**Activity list**
a. Please mark each statement yes or no according to the Black Skimmer text, quoting the words that decide it: (i) The Black Skimmer's upper bill extends beyond its lower mandible. (ii) Small or failed skimmer colonies usually relocate. (iii) Skimmers can catch fish only in daylight.
b. Carry on writing the Black Skimmer text from its final sentence.

**Supplied text**

- - - -

The Black Skimmer, one of North America's most distinctive coastal waterbirds, is noted for its unusual voice, bill, and feeding behavior. Its bill—brightly colored, laterally compressed, and knife-like, with the lower mandible extending beyond the maxilla—is uniquely adapted to catch small fish in shallow water. A feeding skimmer flies low over the water with its bill open and its lower mandible slicing the surface. When the mandible touches a fish, the upper bill (maxilla) snaps down instantly to catch it. The buoyant flight of this bird, coupled with its dog-like barks, prompted R. C. Murphy (Murphy 1936) to describe Black Skimmers as “unworldly…aerial beagles hot on the scent of aerial rabbits.”
Skimmers are highly social birds, nesting in colonies and forming large flocks outside the breeding season. Large, successful colonies usually occupy the same site from year to year, while small or failed colonies usually relocate. Neither nest site limitation nor enhanced sharing of information about food appear to account for skimmer coloniality. Over most of its range, this species nests in colonies with various species of terns, deriving some protection from these aggressive neighbors. Although skimmers are active throughout the day, they are largely crepuscular and even nocturnal; their tactile feeding lets them catch fish successfully in low light or darkness.

- - - -

**Data shown**
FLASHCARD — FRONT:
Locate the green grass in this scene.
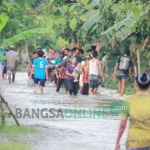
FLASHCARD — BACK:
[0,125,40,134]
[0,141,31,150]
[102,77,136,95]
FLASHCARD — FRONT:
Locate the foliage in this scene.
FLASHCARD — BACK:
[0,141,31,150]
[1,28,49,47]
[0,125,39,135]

- - - -

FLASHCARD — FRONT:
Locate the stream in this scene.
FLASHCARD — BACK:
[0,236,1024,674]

- - - -

**Answers for the tasks**
a.
(i) No: "with the lower mandible extending beyond the maxilla"
(ii) Yes: "while small or failed colonies usually relocate"
(iii) No: "their tactile feeding lets them catch fish successfully in low light or darkness"

b.
Three races of Black Skimmer inhabit North and South America. The North American race (R. n. niger) is almost entirely coastal, while the South American races (R. n. cinerascens and R. n. intercedens), as well as the Indian Skimmer (R. albicollis) and the African Skimmer (R. flavirostris), nest mainly on riverine sandbars.
This account focuses almost exclusively on North American populations of the Black Skimmer; see Murphy (Murphy 1936) for details on the South American races. Burger and Gochfeld (Burger and Gochfeld 1990b) should be consulted for more extensive data on breeding biology in New York and New Jersey, Clapp et al. (Clapp et al. 1983c) for additional details on distribution.
Other names for this species are: Scissor-bill, Shearwater, Seadog (Virginia) (Howell 1911a), Flood Gull, Stormgull (Pearson 1936), Razorbill (Murphy 1936, Kale II and Maehr 1990), and Cutwater (Nuttall 1903, Eaton 1910).